[Opening TEXT BLOCK section]

Emery High School in Emeryville is in the middle of a debate over the name of its new gymnasium and sports complex.
The community and student body have submitted a long list of names, from the celebrity and unlikely (Bob Marley) to the local and specific (Elio Abrami, a 38-year gym teacher and coach at Emery High who died in 2018.)
The list of nominees also includes Steve Dain, who taught gym at Emery High from 1966 to 1976. In 1975, Dain took medical leave to have gender confirmation surgery at Stanford Medical Center. Dain returned to work having transitioned and legally changed his name, eager to resume his duties. Upon understanding what had happened during Dain's time off, then-district Superintendent Lewis Stommel first suspended and then fired Dain for reasons of "immoral conduct," and accused him of conducting unauthorized lectures on school premises about his "sex change" operation, according to Alameda County Superior Court documents obtained by the Bay Area Reporter.

[Closing TEXT BLOCK section]
[Opening DATA SUPPLIED section]

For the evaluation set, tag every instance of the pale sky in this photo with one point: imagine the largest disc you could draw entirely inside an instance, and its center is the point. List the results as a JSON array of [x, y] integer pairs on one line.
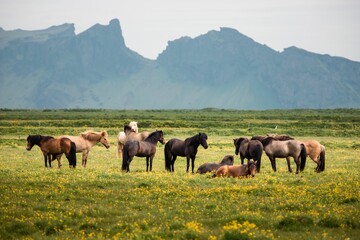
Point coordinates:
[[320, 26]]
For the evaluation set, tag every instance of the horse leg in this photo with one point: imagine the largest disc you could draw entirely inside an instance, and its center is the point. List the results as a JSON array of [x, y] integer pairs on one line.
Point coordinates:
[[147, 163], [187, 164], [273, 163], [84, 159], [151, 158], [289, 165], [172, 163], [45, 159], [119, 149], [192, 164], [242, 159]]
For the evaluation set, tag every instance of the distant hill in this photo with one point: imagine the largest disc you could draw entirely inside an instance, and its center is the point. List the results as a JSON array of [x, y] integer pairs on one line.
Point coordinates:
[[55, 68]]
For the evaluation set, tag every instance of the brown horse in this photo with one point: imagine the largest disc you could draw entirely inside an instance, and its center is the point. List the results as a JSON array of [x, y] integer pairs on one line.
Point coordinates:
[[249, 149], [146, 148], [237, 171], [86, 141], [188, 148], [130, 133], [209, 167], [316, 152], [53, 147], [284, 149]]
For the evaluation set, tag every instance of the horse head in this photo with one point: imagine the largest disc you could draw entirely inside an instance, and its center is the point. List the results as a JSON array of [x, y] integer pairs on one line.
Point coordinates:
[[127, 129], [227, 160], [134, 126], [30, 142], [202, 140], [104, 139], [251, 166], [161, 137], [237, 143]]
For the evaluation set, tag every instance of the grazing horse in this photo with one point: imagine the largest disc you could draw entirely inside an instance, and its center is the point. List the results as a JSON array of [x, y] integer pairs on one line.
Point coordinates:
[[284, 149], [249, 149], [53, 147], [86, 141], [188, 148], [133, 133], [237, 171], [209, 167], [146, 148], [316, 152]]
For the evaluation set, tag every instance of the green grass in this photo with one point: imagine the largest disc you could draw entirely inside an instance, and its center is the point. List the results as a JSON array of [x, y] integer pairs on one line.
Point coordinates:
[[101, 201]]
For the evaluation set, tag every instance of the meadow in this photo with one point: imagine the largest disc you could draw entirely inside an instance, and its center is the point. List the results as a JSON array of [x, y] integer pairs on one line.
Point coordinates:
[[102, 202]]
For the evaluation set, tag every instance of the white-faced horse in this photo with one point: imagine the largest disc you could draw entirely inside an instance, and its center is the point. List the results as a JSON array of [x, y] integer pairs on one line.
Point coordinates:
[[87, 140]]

[Closing DATA SUPPLIED section]
[Opening DATA SUPPLIED section]

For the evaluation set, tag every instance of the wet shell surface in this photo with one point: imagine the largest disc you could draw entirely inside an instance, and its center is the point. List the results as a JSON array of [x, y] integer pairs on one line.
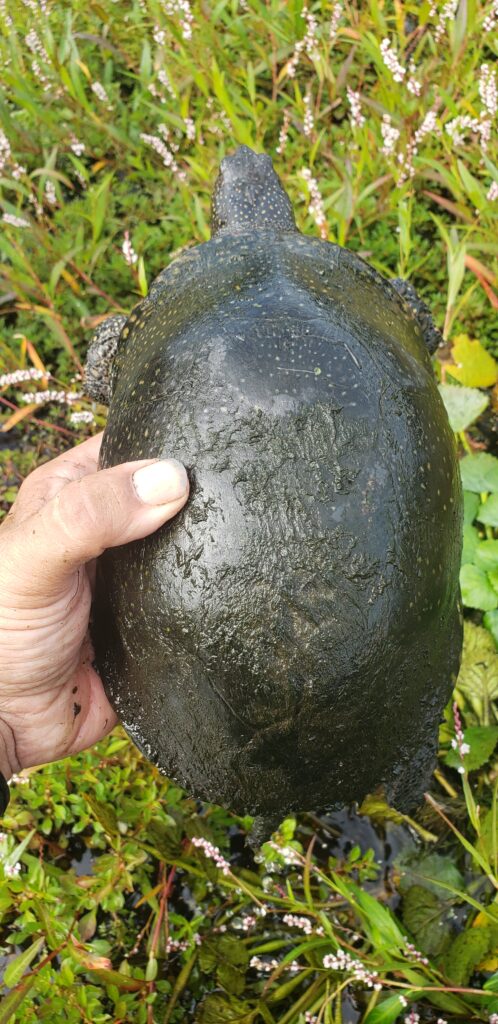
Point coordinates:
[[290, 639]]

[Closing DATA SUPPLIED section]
[Opening DATA SUPPLIED section]

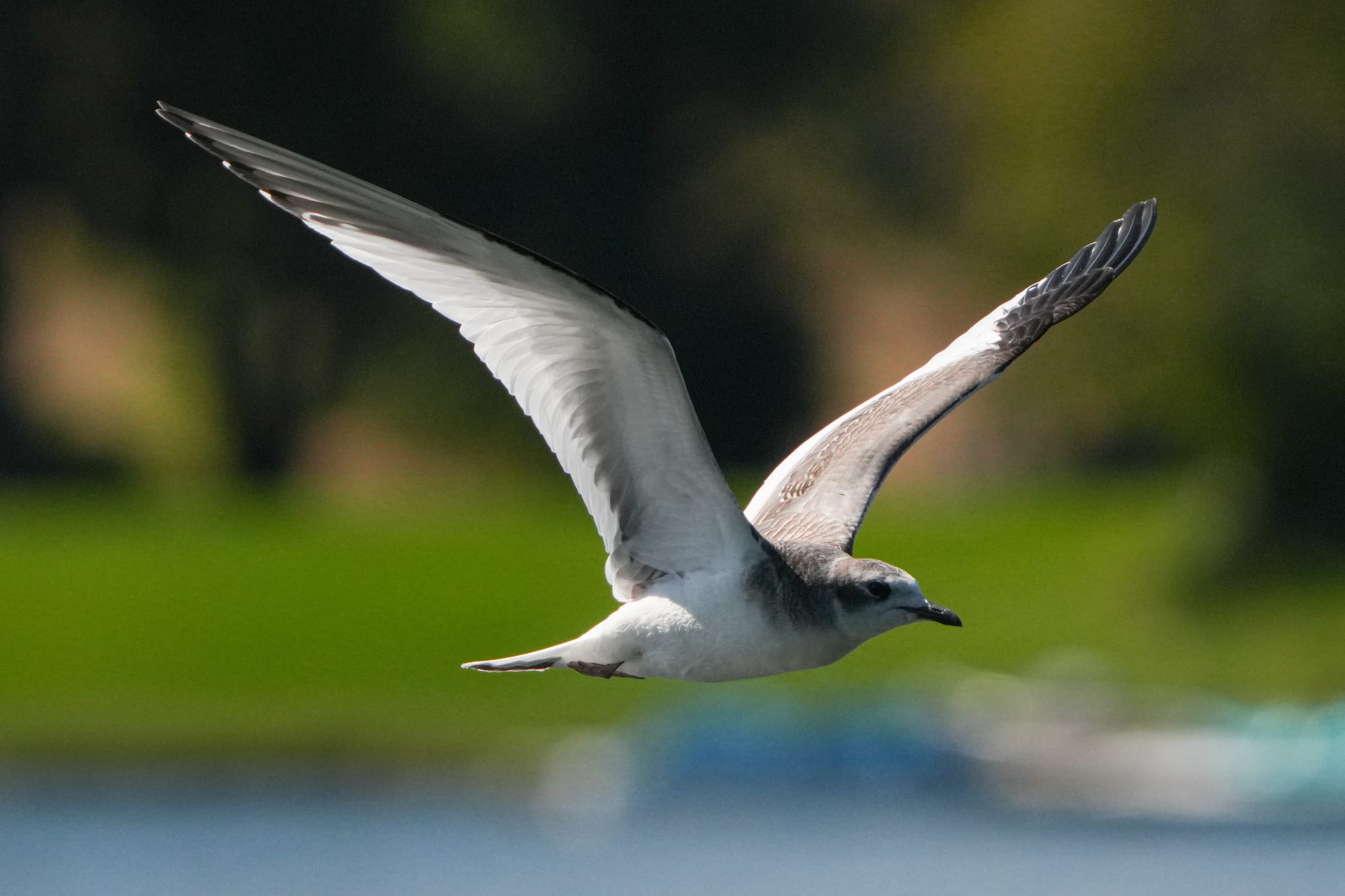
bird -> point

[Closing DATA SUPPLIED section]

● **WHAT THIS EXERCISE ASKS**
1. According to the Emery High article, during what years did Steve Dain teach gym at the school?
2. Write out the part of the Emery High article starting with "The community and" and going on through "died in 2018.)".
3. Pick up the Emery High article after its last sentence and keep writing it.
The rows have nothing to do with the Emery High article.

● **EXERCISE RESULTS**
1. From 1966 to 1976.

2.
The community and student body have submitted a long list of names, from the celebrity and unlikely (Bob Marley) to the local and specific (Elio Abrami, a 38-year gym teacher and coach at Emery High who died in 2018.)

3.
The text of the suit itself is a testament to historical transphobia. Dain attempted to keep his medical records sealed and private, but the court subpoenaed and read them during the proceedings. Dain's attorney genders him as male in all filings, while the respondent's description of the petitioner range widely, defaulting to "he/she" in many places.
Dain won his suit, despite these difficulties and the rarity of being an out trans man in 1977. He was awarded his salary from the year he lost his teaching income (about $19,000) plus the cost of the suit and attorney fees. The initial judgment outlines the possibility of "such other and further relief as the court may deem proper," but no amount is given.
Dain, who died in 2007 at age 68, was unable to return to teaching as a career after the case, instead going to school to study chiropractic medicine in 1985, according to his East Bay Times obituary.
Christian Patz, current vice mayor of Emeryville, thinks that naming the gym after Dain would send the correct message, and help right the district's wrong.
"It's an opportunity for visibility and inclusion," said Patz, a 48-year-old straight ally. "For the next 10 or 15 years, when people look at this building and ask who was Steve Dain, we can tell the story."
Patz said the idea to name the gym after Dain was first suggested by Jac Asher, a former member of Emeryville's city council and a professor of gender studies at UC Berkeley.
"According to her, this would be the first public building named after a trans person," Patz said.
He indicated he would be willing to fundraise for a more substantial marker and a named scoreboard, if the school board were to vote to name the structure after Dain.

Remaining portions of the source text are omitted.